## [The tasks]
1. According to the article on Rolls-Royce SMR, what percentage stake does ČEZ hold in Rolls-Royce SMR?
2. Set down the passage of the article on Rolls-Royce SMR from "Chris Cholerton, chief" up to and including "taking full control.", word for word.
3. List every company that the article on Rolls-Royce SMR names as a competitor of Rolls-Royce.

## [Text excerpt]
------------

LONDON, April 25, 2026, 17:06 BST
Rolls-Royce Holdings plc’s small modular reactor business has entered an early works agreement with Czech utility ČEZ Group, kicking off groundwork for what would be the Czech Republic’s inaugural small modular nuclear unit at Temelín. The deal gives the British group another toehold in Europe’s nuclear scene. According to Reuters, the timeline for the first Czech SMR now stretches into the latter half of the 2030s, a slip from the previously floated mid-2030s target.
This month, Rolls-Royce SMR made the jump from being just a contender to actually signing contracts in both Britain and the Czech Republic—finally putting its years-long reactor pitch into motion with site visits, permit filings, and supply-chain prep. Small modular reactors—SMRs—are designed for assembly line production, not sprawling one-off builds.
Rolls-Royce now has a more definitive response for competitors like GE Hitachi, Holtec, and Westinghouse—each previously in the UK’s SMR race before Britain tapped Rolls-Royce SMR as its top choice in June 2025 and signed a contract this month. The selection process in the UK has ended, according to the government.
Rolls-Royce said its deal with ČEZ opens the door for site-specific design work at Temelín, pending the outcome of geological studies planned for 2025. That work will cover groundwork for consents, permits, and licensing. The company added that its wider agreement with ČEZ aims for as much as 3 gigawatts of electricity generation within the Czech Republic.
Chris Cholerton, chief executive at Rolls-Royce SMR, called the deal a “significant programme of work” for Temelín, noting it also puts Rolls-Royce SMR in the unique position of being the only supplier with more than one European SMR contract in hand. Daniel Beneš, the ČEZ chief executive, pointed to the project’s potential to strengthen Czech nuclear expertise across the industry. Rolls-Royce SMR
ČEZ says the scope covers the project plan and all licensing paperwork required for building permits, aiming to lock in approvals before 2030. The Czech utility holds a 20% stake in Rolls-Royce SMR. Nearly 70% of ČEZ is owned by the Czech state, which is moving toward taking full control.
The nuclear deal gives Rolls-Royce a political win, though it’s just one piece of a broader turnaround. The company posted £20.1 billion in underlying revenue and £3.46 billion in operating profit for 2025. Looking ahead, it’s guiding for underlying operating profit between £4.0 billion and £4.2 billion in 2026.

------------

## [Data excerpt]

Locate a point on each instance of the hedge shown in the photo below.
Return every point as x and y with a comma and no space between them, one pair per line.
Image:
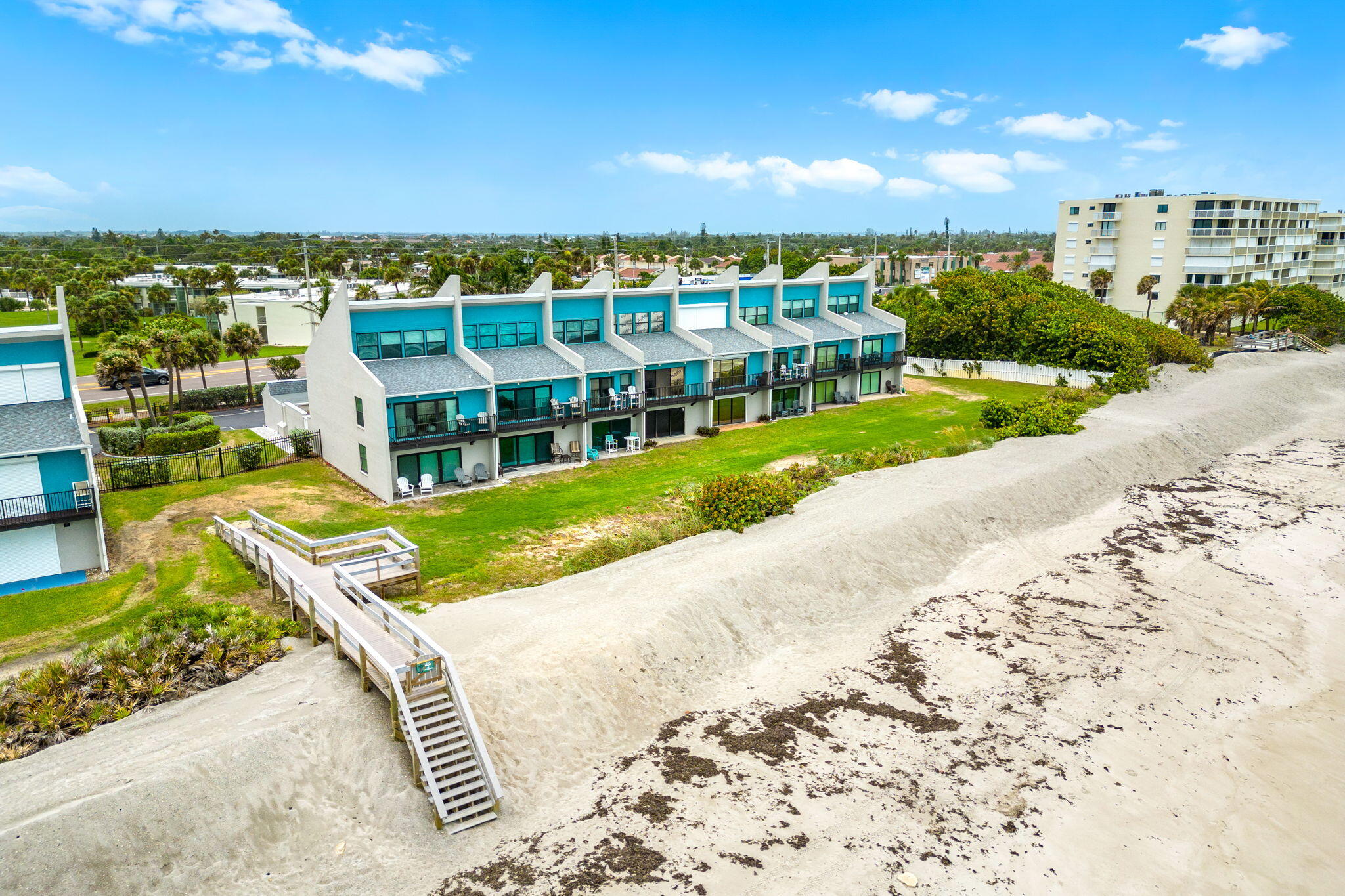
159,444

------------

## [Exercise responses]
1. 20%

2.
Chris Cholerton, chief executive at Rolls-Royce SMR, called the deal a “significant programme of work” for Temelín, noting it also puts Rolls-Royce SMR in the unique position of being the only supplier with more than one European SMR contract in hand. Daniel Beneš, the ČEZ chief executive, pointed to the project’s potential to strengthen Czech nuclear expertise across the industry. Rolls-Royce SMR
ČEZ says the scope covers the project plan and all licensing paperwork required for building permits, aiming to lock in approvals before 2030. The Czech utility holds a 20% stake in Rolls-Royce SMR. Nearly 70% of ČEZ is owned by the Czech state, which is moving toward taking full control.

3. GE Hitachi, Holtec, Westinghouse